# Problem details
Copy each of the following records character for character.

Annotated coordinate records
* * *
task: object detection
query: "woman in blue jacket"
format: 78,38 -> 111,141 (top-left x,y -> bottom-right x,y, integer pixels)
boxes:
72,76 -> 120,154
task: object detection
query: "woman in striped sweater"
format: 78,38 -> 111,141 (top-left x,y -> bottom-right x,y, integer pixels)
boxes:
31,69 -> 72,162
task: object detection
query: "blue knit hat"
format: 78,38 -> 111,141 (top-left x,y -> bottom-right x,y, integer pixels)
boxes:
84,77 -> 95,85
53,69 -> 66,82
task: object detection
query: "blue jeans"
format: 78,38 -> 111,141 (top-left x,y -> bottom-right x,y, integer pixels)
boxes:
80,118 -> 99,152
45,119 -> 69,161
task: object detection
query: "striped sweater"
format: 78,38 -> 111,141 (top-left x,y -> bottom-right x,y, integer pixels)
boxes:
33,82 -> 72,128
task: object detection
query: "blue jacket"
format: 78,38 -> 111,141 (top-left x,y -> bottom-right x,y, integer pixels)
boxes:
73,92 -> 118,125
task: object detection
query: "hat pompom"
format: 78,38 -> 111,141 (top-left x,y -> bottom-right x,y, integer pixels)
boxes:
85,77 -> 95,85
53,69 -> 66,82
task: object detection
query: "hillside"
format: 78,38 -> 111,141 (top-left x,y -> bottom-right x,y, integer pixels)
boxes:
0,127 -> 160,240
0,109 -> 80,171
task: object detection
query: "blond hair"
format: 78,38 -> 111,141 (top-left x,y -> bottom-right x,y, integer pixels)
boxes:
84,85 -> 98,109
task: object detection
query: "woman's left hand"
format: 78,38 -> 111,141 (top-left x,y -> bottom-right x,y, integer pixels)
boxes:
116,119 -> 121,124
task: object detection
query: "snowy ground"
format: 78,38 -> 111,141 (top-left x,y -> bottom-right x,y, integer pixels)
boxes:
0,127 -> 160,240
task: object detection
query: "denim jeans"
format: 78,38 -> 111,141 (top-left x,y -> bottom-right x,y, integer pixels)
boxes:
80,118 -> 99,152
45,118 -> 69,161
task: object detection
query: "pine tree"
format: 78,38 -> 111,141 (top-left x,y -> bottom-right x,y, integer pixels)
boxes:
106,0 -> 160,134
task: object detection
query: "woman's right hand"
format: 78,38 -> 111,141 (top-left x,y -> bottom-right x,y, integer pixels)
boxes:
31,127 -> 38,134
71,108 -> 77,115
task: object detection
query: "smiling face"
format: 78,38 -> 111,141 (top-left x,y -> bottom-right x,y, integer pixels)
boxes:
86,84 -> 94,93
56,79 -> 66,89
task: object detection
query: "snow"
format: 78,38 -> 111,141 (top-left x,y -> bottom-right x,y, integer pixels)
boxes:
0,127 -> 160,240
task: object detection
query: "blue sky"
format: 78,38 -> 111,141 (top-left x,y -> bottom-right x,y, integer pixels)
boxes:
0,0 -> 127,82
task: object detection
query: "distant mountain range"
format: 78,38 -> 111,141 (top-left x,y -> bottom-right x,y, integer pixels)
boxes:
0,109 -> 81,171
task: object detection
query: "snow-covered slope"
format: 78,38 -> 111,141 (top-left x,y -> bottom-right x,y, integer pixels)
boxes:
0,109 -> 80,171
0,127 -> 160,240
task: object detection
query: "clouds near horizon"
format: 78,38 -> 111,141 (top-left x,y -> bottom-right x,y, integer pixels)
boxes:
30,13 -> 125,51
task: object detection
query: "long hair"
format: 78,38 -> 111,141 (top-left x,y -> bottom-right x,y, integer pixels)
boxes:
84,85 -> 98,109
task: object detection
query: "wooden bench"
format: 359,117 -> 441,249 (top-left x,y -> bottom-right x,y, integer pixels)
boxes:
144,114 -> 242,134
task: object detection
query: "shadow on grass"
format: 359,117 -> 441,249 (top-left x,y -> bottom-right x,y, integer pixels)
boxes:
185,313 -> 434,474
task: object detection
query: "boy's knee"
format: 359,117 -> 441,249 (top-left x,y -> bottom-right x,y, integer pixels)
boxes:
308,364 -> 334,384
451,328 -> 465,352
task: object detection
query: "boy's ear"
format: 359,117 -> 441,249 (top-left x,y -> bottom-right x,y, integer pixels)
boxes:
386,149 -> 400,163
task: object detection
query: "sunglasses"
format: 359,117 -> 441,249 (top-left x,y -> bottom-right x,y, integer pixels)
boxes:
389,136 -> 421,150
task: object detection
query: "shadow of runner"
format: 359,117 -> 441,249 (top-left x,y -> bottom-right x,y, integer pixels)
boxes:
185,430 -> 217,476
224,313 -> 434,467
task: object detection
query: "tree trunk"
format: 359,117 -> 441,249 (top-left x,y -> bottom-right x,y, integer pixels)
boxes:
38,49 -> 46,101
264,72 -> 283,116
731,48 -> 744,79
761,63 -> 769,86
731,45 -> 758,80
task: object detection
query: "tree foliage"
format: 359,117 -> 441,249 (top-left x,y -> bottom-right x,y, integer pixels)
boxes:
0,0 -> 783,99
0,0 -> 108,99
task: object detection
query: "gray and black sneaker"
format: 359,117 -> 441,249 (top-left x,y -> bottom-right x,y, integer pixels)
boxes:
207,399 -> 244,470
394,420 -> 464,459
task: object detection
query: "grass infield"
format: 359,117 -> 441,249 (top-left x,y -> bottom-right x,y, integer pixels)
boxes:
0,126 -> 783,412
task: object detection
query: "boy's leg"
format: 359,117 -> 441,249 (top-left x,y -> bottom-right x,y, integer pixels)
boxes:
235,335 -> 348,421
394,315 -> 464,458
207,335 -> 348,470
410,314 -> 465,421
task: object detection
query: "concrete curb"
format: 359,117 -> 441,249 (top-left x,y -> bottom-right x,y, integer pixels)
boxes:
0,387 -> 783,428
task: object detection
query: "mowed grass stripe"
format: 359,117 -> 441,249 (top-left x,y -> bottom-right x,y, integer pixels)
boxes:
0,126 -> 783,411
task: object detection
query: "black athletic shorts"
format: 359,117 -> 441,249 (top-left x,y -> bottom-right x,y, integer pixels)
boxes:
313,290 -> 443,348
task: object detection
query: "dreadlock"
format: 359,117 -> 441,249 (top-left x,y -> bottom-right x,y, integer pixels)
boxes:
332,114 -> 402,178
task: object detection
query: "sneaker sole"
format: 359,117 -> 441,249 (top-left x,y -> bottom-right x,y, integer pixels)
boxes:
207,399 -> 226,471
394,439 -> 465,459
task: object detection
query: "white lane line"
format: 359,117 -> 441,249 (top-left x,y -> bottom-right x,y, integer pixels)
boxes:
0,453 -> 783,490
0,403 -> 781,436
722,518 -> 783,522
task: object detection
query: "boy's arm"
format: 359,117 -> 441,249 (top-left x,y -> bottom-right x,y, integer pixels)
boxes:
* * *
# Completed task
task: object detection
query: "woman in blue jacket"
format: 78,38 -> 111,141 (top-left x,y -> bottom-right x,y, integer pixels)
boxes:
72,76 -> 120,154
task: object detection
query: "woman in striped sweater"
format: 78,38 -> 111,141 (top-left x,y -> bottom-right x,y, integer pixels)
boxes:
31,69 -> 72,162
task: object detection
query: "blue knit hat"
format: 78,38 -> 111,141 (top-left x,y -> bottom-right x,y, integer pixels)
boxes:
84,77 -> 95,85
53,69 -> 66,82
task: object detection
query: "blue jeans"
format: 78,38 -> 111,141 (top-left x,y -> bottom-right x,y, integer pixels)
boxes:
80,118 -> 99,152
45,119 -> 69,161
task: object detection
query: "striped sweater"
format: 78,38 -> 111,141 (top-left x,y -> bottom-right x,y, integer pixels)
boxes:
33,82 -> 72,128
task: object detection
query: "blue jacket"
format: 78,38 -> 111,141 (top-left x,y -> bottom-right x,y, integer pixels)
boxes:
73,92 -> 118,125
task: object detection
query: "hat pompom"
format: 78,38 -> 111,141 (top-left x,y -> bottom-right x,y, integer pixels)
boxes:
85,77 -> 95,85
53,69 -> 66,82
task: object detection
query: "hillside"
format: 78,38 -> 111,141 (top-left x,y -> bottom-right x,y, integer pixels)
boxes:
0,127 -> 160,240
0,109 -> 80,171
task: object detection
query: "blond hair"
format: 78,38 -> 111,141 (top-left x,y -> bottom-right x,y, integer pixels)
boxes:
84,85 -> 98,109
task: object detection
query: "woman's left hand"
format: 78,38 -> 111,141 (top-left x,y -> bottom-right x,y, integer pixels)
boxes:
116,119 -> 121,124
task: object detection
query: "snowy ground"
format: 78,38 -> 111,141 (top-left x,y -> bottom-right x,y, integer pixels)
boxes:
0,127 -> 160,240
task: object detection
query: "denim jeans"
format: 78,38 -> 111,141 (top-left x,y -> bottom-right x,y, integer pixels)
boxes:
80,118 -> 99,152
45,118 -> 69,161
task: object detection
query: "pine tree"
format: 78,38 -> 111,141 (top-left x,y -> bottom-right x,y, integer pixels)
boxes:
106,0 -> 160,134
task: object detection
query: "woman's right hand"
format: 78,38 -> 111,141 (top-left x,y -> bottom-right x,y, integer pixels)
boxes:
31,127 -> 38,134
71,108 -> 77,115
task: object detection
query: "smiling face"
format: 78,38 -> 111,141 (top-left x,y -> bottom-right x,y, integer pixels)
boxes:
86,84 -> 94,93
56,79 -> 66,89
task: object detection
query: "snow"
format: 78,38 -> 111,141 (top-left x,y -> bottom-right x,y, integer pixels)
boxes:
0,127 -> 160,240
task: object detection
query: "blue sky"
format: 78,38 -> 111,141 (top-left x,y -> bottom-right x,y, integer pixels)
boxes:
0,0 -> 127,82
task: object detection
query: "distant mountain range"
format: 78,38 -> 111,141 (top-left x,y -> bottom-right x,y, integer pixels)
boxes:
0,109 -> 81,171
task: object detection
query: "snow-covered slope"
format: 78,38 -> 111,141 (top-left x,y -> bottom-right x,y, integer pixels)
boxes:
0,109 -> 80,171
0,127 -> 160,240
task: object detection
query: "clouds near horizon"
format: 78,38 -> 111,141 (top-left x,y -> bottom-right x,y, integer pixels)
boxes:
30,13 -> 125,51
task: object detection
query: "long hair"
format: 78,38 -> 111,141 (top-left x,y -> bottom-right x,y, integer pixels)
boxes:
84,85 -> 98,109
task: object detection
query: "wooden bench"
format: 359,117 -> 441,249 (top-left x,y -> bottom-right x,y, integer pixels)
boxes:
144,114 -> 242,134
task: object detection
query: "shadow on grass"
format: 359,117 -> 441,249 (top-left x,y -> bottom-right x,y, integer pixels)
boxes:
185,313 -> 434,474
task: object detection
query: "boy's knee"
format: 359,117 -> 441,249 (top-left x,y -> bottom-right x,y, integer pixels)
boxes:
308,364 -> 334,384
451,328 -> 465,352
task: object detection
query: "boy's ear"
format: 359,117 -> 441,249 (top-left x,y -> bottom-right x,y, integer pixels)
boxes:
386,149 -> 400,163
task: object detection
query: "sunglasses"
format: 359,117 -> 441,249 (top-left x,y -> bottom-right x,y, integer pixels)
boxes:
389,136 -> 421,150
task: object detection
query: "shadow of runner"
format: 359,117 -> 441,249 (top-left x,y -> bottom-right x,y, integer pixels)
boxes:
185,430 -> 217,476
224,313 -> 434,467
task: object detection
query: "tree trunk"
format: 359,117 -> 441,249 (top-left x,y -> bottom-right x,y, integer pixels)
boxes:
38,49 -> 46,101
264,72 -> 283,116
731,48 -> 744,79
761,63 -> 769,86
731,45 -> 758,80
task: object detection
query: "tree foliage"
format: 359,117 -> 441,249 (top-left x,y -> bottom-right x,y, integer pixels)
boxes:
0,0 -> 783,99
0,0 -> 108,99
task: object detection
query: "gray and black sneaker"
format: 359,117 -> 441,249 (top-left x,y -> bottom-right x,y, integer pixels)
boxes:
207,399 -> 244,470
394,420 -> 464,459
task: object detection
query: "grass infield"
format: 359,117 -> 441,249 (top-left x,y -> bottom-right x,y, integer pixels)
boxes:
0,126 -> 783,412
task: object detection
query: "boy's leg"
format: 359,117 -> 441,249 (top-left x,y -> bottom-right x,y, integer pixels)
boxes:
235,335 -> 348,421
394,315 -> 464,458
207,335 -> 348,470
410,314 -> 465,421
task: object detection
query: "concrete curb"
format: 359,117 -> 441,249 (top-left x,y -> bottom-right x,y, integer pixels)
boxes:
0,387 -> 783,428
task: object detection
query: "mowed grass stripe"
format: 359,117 -> 441,249 (top-left x,y -> bottom-right x,y, integer pixels)
boxes:
0,126 -> 783,411
task: object detection
query: "black athletic shorts"
format: 359,117 -> 441,249 (top-left x,y -> bottom-right x,y, integer pixels)
boxes:
313,290 -> 443,348
task: object detection
query: "dreadlock"
format: 359,117 -> 441,249 (top-left x,y -> bottom-right x,y, integer pixels)
boxes:
332,114 -> 402,178
task: object detection
query: "sneaker sole"
format: 359,117 -> 441,249 (top-left x,y -> bottom-right x,y, integer pixels)
boxes:
207,399 -> 226,471
394,439 -> 465,459
task: object detection
query: "white lane line"
format: 359,117 -> 441,249 (top-left x,y -> bottom-right x,y, integer pixels)
boxes:
0,453 -> 783,490
0,403 -> 781,436
722,518 -> 783,522
task: object detection
query: "boy's arm"
format: 359,117 -> 441,249 (top-left x,y -> bottom-right x,y, integer pixels)
boxes:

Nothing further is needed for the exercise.